#### Recorded information:
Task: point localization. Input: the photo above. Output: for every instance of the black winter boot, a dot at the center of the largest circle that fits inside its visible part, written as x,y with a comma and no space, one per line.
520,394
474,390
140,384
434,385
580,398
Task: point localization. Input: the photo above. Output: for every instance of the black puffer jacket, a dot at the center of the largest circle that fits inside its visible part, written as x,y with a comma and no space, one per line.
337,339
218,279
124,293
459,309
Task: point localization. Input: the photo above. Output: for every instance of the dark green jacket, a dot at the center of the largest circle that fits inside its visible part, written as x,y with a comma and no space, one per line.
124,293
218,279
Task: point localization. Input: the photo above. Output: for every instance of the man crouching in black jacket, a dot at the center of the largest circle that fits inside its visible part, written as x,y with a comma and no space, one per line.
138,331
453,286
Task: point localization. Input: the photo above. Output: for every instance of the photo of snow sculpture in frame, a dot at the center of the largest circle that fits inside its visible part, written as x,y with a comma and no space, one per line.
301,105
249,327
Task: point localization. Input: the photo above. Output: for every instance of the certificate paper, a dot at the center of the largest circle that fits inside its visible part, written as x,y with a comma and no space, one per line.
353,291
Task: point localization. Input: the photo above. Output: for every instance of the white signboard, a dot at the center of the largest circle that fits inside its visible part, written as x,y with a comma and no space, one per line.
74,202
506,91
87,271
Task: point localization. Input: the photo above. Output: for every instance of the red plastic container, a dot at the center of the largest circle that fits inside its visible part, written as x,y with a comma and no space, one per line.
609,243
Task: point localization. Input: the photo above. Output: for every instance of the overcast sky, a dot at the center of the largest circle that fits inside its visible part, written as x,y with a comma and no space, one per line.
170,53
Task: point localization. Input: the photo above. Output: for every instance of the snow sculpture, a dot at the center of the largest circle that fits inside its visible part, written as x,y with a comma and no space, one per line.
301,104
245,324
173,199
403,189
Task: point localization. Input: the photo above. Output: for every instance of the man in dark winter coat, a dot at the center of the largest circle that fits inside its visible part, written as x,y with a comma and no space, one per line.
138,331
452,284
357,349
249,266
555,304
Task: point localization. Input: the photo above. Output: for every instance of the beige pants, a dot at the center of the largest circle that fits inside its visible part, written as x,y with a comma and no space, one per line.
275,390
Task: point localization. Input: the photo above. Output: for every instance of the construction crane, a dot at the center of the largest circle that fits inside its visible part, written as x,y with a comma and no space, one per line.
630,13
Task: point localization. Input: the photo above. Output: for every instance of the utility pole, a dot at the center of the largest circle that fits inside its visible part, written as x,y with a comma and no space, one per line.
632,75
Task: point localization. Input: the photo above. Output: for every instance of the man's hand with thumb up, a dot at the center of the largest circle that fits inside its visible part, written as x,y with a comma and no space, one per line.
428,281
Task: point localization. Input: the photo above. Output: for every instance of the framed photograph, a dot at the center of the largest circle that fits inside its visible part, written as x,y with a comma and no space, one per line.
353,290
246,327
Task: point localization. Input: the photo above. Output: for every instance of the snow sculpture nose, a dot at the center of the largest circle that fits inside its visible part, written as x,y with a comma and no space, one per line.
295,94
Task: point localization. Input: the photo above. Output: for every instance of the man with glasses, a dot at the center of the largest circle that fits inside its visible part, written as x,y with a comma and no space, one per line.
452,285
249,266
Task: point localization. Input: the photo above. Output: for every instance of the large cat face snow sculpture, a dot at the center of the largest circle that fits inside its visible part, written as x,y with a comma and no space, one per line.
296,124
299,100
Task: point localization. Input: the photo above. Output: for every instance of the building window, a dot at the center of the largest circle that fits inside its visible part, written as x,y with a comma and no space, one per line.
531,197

#### Exercise:
Copy the records above word for word, starting at the line that contains "the man with" and ending at the final line of the records, both included.

#### Written solution:
Task: point localization. Input: the photo above. Output: for every instance of the man with glasses, a dot at the center of the largest circle that fits inside its visible part, written as x,y with a comma and no space, one per line.
452,285
249,266
Task: point localization. Input: the photo above. Output: for every instance of the large cat face snow sculpture, a dot at the center of the largest circle that fits inside its visible part, written as x,y with a comma and no space, one per line.
296,124
299,100
Task: point localization. Input: the photo above. Output: for every instance of the building window, a dot at the center of the largest circle that fits inside its visible part, written as x,y with a comma and no space, one per line.
531,197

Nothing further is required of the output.